## PROVIDED DATA:
--------------------------------------------------
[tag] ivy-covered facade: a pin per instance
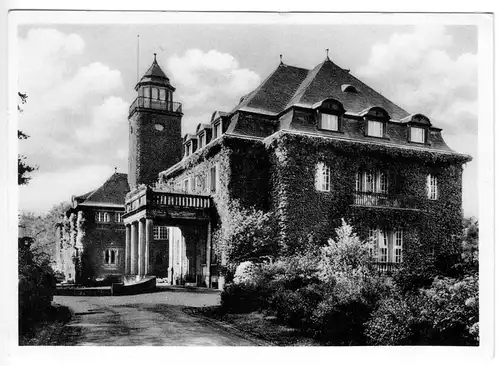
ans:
--------------------------------------------------
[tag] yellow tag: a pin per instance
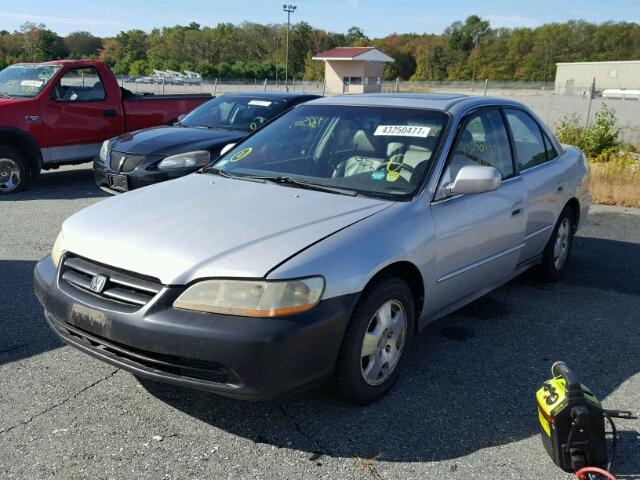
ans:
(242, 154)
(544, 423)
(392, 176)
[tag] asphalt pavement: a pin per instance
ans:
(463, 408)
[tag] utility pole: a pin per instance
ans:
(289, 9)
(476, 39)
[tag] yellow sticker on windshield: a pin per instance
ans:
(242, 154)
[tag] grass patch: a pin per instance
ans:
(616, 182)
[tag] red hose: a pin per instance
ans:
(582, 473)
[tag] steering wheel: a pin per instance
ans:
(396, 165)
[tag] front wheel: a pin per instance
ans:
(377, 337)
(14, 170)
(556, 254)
--------------------------------------------------
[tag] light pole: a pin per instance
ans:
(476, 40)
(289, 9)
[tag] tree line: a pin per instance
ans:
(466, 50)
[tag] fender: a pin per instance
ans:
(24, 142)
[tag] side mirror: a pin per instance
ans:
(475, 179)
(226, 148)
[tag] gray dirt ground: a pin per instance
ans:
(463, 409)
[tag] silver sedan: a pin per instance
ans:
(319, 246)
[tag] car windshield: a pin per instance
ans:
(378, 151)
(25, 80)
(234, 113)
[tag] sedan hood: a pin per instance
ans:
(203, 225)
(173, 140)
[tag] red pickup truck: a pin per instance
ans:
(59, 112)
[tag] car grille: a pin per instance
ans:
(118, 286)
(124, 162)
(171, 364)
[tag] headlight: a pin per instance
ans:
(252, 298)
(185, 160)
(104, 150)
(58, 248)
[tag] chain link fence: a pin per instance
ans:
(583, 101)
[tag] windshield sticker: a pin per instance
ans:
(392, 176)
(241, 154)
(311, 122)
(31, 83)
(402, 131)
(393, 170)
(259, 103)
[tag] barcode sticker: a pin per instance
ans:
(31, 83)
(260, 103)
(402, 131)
--------------------------------------------------
## WHAT NEEDS TO BE DONE:
Copy verbatim, from the listing above, each line from the one containing "[tag] sedan hood: a pin per instance" down to the one containing "[tag] chain link fence: a pin per instance", inclusive.

## RESULT BELOW:
[tag] sedan hood: a pin per instance
ans:
(203, 225)
(173, 140)
[tag] red pickup truck: a pin per instance
ans:
(59, 112)
[tag] car grille: a pin per instance
ans:
(118, 286)
(124, 162)
(171, 364)
[tag] headlight: a pin per instance
ans:
(252, 298)
(185, 160)
(104, 150)
(58, 248)
[tag] chain link fence: a pin per instance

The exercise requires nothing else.